**Exercise tasks**
• A. From the passage on the Harbin tourism study, repeat word for word the stretch starting at "Open coding serves" and ending at "distilled and summarized.".
• B. List the four stages named in the passage on the Harbin tourism study that the interviews focused on.

**Passage provided**
»»

This study followed the principles of theoretical sampling and maximum variation, continuously adjusting the sampling strategy during data collection until theoretical saturation was reached. Ultimately, 16 interviewees with significant differences were selected, including 11 non-local tourists and 5 local residents. The interviews focused on the interviewees’ real psychological changes and behavioral feedback across the four stages of “Online Decision-making–Offline Experience–Online Dissemination–Emotional Feedback,” providing a solid textual basis for subsequent quantitative modeling. The demographic characteristics of the interviewees are shown in Table 1.
Specifically, the initial participants were recruited through a dual approach: on-site intercepts at iconic attractions in Harbin (e.g., Harbin Ice and Snow World, Central Street) and online snowball sampling via dominant social media platforms (e.g., Xiaohongshu, Douyin). To ensure the validity of the research, the following strict inclusion criteria were applied: participants must have (1) personally visited Harbin or actively participated in the local tourism service provision during the winter tourism boom of 2023–2024, and (2) actively engaged with digital platforms (either by searching for information, sharing experiences, or participating in online discussions) regarding Harbin tourism. The semi-structured interviews were conducted either in-person or via online video/voice calls (e.g., WeChat, Tencent Meeting), depending on the participants’ geographical availability. The interviews lasted between 30 and 60 min, with an average duration of approximately 45 min.
To ensure analytical rigor and trustworthiness, the coding process was facilitated using the qualitative data analysis software NVivo 12. Initially, two researchers independently coded the interview transcripts line-by-line. Following the independent coding phase, intercoder reliability was assessed by comparing the generated initial codes. Any discrepancies or disagreements in coding and categorization were thoroughly discussed and reconciled through consensus meetings. When an agreement could not be reached, a third senior researcher was consulted to make the final determination, thereby minimizing subjective bias and ensuring the objective validity of the coding framework.

4.1.1. Open Coding

Open coding serves as the core phase in qualitative research, designed to extract primary concepts from raw interview transcripts, preliminarily classify and label fragmented information, and establish the foundation for subsequent axial and selective coding. In this study, textual materials related to the online–offline synergistic interaction of digital tourism were extracted from the interview data and condensed into semantic labels. These labels were then further refined around specific coding elements to generate preliminary concepts. Through multiple rounds of coding, revision, and optimization, a total of 46 initial concepts were formed. Subsequently, based on the logical connections between the research core viewpoints and these concepts, 12 categories were distilled and summarized.

««

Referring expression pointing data
»»

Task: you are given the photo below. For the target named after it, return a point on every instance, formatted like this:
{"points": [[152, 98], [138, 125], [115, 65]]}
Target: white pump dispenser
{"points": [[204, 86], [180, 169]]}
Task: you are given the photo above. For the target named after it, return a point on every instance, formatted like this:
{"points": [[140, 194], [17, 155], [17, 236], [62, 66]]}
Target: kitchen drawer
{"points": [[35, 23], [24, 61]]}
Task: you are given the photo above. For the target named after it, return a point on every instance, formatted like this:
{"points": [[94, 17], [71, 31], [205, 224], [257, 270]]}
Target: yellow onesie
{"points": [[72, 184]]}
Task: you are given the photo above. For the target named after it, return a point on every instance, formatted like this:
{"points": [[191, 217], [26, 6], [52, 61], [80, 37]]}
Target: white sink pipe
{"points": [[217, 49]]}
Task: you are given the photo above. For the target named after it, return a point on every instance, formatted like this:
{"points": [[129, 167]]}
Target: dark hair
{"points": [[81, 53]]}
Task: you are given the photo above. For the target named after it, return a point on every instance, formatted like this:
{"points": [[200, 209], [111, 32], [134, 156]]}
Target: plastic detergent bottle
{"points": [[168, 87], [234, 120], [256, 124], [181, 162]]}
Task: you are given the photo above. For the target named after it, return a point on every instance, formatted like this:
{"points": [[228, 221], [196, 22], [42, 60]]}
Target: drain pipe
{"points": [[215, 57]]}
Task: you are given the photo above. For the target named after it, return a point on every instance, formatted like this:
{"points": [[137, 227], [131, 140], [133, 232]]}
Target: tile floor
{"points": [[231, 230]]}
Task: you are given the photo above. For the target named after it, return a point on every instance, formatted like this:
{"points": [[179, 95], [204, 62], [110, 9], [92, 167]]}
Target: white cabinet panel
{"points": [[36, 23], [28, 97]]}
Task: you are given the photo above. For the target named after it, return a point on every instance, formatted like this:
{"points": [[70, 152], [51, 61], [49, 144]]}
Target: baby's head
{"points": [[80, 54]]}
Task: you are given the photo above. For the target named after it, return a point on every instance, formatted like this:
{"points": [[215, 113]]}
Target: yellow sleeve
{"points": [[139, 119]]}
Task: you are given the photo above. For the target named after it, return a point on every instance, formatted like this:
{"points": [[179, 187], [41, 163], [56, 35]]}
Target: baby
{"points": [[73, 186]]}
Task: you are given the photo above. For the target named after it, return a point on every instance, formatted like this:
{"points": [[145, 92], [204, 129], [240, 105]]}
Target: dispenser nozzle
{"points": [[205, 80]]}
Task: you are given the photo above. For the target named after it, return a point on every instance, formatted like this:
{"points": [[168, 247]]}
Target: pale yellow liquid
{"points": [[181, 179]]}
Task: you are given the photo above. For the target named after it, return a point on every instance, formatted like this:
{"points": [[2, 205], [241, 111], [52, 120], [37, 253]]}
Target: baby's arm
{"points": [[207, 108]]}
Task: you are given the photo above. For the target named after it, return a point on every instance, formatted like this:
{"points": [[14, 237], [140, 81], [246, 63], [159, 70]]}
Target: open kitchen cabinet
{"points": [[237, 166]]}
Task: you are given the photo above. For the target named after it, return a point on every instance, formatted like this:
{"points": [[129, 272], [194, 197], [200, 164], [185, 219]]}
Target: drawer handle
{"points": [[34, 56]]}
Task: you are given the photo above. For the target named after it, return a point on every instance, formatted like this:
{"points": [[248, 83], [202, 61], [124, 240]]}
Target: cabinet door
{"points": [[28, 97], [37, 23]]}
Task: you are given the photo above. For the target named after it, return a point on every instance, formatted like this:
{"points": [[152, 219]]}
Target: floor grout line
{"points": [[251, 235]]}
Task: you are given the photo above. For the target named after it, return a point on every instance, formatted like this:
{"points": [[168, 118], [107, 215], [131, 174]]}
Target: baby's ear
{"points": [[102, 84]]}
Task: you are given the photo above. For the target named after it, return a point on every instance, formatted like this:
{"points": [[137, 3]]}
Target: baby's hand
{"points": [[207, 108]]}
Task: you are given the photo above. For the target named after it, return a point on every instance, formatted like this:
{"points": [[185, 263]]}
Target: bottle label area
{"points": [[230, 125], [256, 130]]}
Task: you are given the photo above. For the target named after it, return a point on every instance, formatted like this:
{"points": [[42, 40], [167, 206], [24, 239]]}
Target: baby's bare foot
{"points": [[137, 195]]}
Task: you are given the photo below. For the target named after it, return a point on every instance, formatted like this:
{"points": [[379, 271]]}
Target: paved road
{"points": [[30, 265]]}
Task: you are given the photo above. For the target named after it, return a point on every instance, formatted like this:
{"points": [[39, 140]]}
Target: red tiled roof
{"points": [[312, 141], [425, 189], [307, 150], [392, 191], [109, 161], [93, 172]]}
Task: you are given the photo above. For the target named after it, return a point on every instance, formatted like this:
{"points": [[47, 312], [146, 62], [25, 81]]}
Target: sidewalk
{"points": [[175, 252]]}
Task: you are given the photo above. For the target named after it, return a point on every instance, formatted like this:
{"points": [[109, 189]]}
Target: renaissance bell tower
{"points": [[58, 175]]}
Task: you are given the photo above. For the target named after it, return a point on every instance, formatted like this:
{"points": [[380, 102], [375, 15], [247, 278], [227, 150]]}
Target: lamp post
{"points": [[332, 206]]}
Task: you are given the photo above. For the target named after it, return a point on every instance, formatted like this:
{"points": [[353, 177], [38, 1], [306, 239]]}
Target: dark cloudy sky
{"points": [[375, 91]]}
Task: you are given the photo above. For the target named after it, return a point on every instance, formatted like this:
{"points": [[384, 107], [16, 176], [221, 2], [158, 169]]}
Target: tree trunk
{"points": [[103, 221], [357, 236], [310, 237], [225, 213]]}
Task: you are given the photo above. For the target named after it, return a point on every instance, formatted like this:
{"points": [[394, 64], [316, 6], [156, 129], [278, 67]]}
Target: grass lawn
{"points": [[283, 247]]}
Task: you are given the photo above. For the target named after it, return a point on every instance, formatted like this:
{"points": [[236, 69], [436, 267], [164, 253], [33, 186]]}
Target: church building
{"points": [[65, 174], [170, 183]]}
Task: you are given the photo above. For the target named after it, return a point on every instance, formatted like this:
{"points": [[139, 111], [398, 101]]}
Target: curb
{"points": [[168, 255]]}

««

**Responses for each task**
• A.
Open coding serves as the core phase in qualitative research, designed to extract primary concepts from raw interview transcripts, preliminarily classify and label fragmented information, and establish the foundation for subsequent axial and selective coding. In this study, textual materials related to the online–offline synergistic interaction of digital tourism were extracted from the interview data and condensed into semantic labels. These labels were then further refined around specific coding elements to generate preliminary concepts. Through multiple rounds of coding, revision, and optimization, a total of 46 initial concepts were formed. Subsequently, based on the logical connections between the research core viewpoints and these concepts, 12 categories were distilled and summarized.

• B.
Online Decision-making
Offline Experience
Online Dissemination
Emotional Feedback